A voting station at the Panorama Palms Retirement Village where the elderly and those pregnant can cast the special votes ahead of voting day. Picture: Ian Landsberg/African News Agency (ANA).

Durban - Some frail elderly voters in Ulundi, Zululand, IFP leader Mangosuthu Buthelezi’s hometown, had to be assisted by their children to put a cross on the ballot paper as they could not recognise their preferred parties on the long list.

Independent Election Commission (IEC) officials started as early as 8 am to visit homes of special voters.

Gqinqo Mnyandu, 64, had to call her son to assist him to vote. After she had received a voting mark on her thumb, she and her son Sipho went to a bedroom to vote in privacy.

When asked how she felt about voting, Mnyandu, who complained about pains in her body, said: “Is this voting going to take away my pains?”

“I have been voting for years but I have not seen any change brought by this voting into my life.

“All my children are unemployed although I have been voting since I was a young woman. We don’t have flushing toilets and low-cost houses in my village,” she said.

Because of her ill-health, Mnyandu had to frequently visit a local clinic.

“Nurses are very slow in that clinic. If I arrive at 7.30 am I stay there for the whole day and only leave the clinic when they (nurses) knock off at 4: 30 pm.

“The leaders should change all those things for me to see the result of my vote, and bring hope for my children,” she said.  

Other voters could not vote as they did not have their IDs with them when IEC officials visited their homes.

Data provided -
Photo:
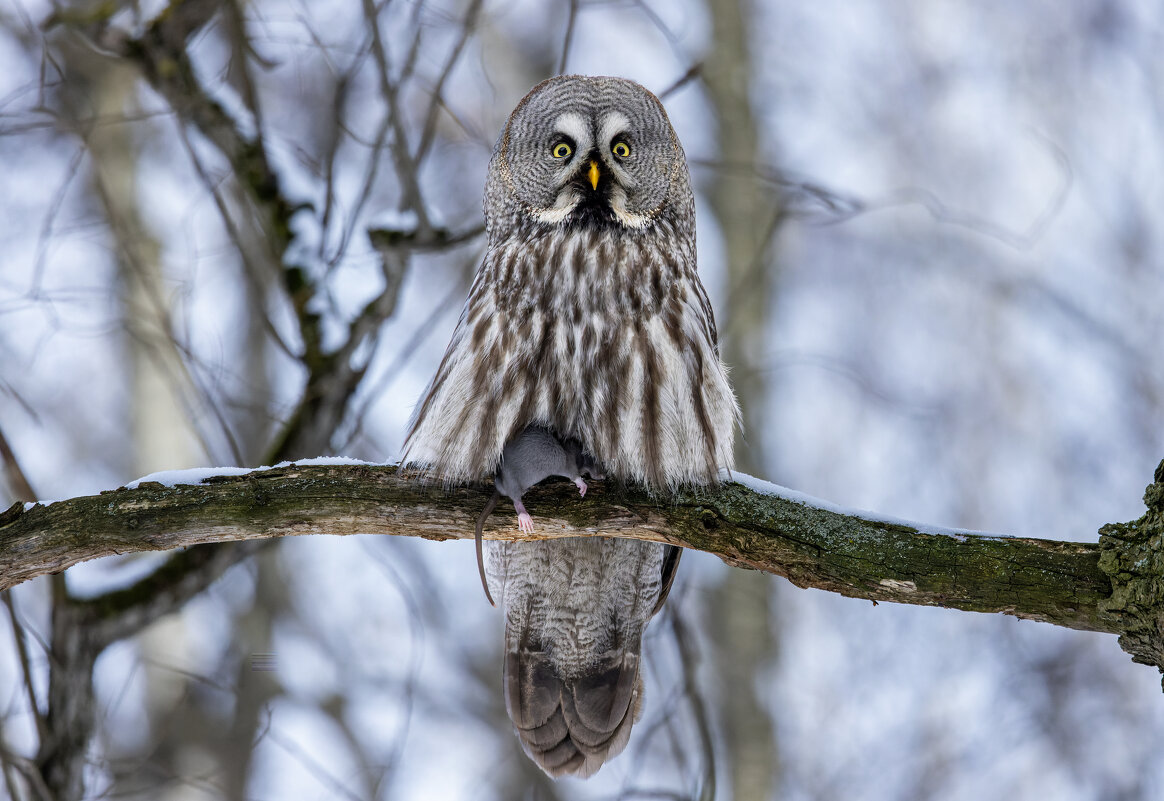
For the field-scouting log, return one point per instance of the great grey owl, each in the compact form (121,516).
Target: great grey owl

---

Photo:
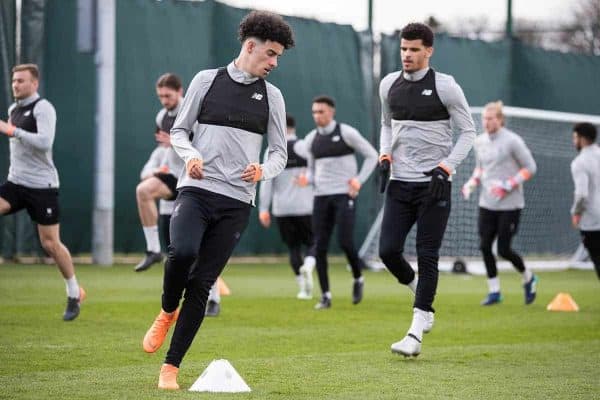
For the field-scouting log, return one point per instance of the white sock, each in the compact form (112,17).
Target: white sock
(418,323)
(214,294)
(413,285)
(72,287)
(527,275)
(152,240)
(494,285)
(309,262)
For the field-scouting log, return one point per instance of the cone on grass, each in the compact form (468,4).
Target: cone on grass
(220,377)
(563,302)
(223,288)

Task - Continue the news report on special voting in Ulundi, picking up right after its final sentence.

Response to this exercise -
At NFP leader Zanele kaMagwaza-Msibi’s Thokoza village, the IEC visited homes of 16 special voters of which most of them were frail women because of ill-health and aging.

Egnes Mahaye, 82, did not vote as she could not produce IDs to officials and party agents visited her home.

“I was admitted at the hospital and my ID was with my daughter-in-law. I am disappointed that I am not voting today because somewhere last month came here and confirmed that I am registered to vote.

“I want to vote as I have been always voting since the start of democracy,” said Mahaye.

The Independent Media also witnessed another elderly women who could not vote because she had misplaced her ID.

However, Princess Ntombela, 53, was ecstatic to among the first to vote. She said he voted for her village to get water as it would depend on water tankers for months. She applied to be a special voter as she could not walk after she had sustained an injury at work.

“I am very happy that I am among the first people to vote, I like voting because without voting, the country will be without leaders.

“I am also happy with the treatment I received from the IEC,” she said.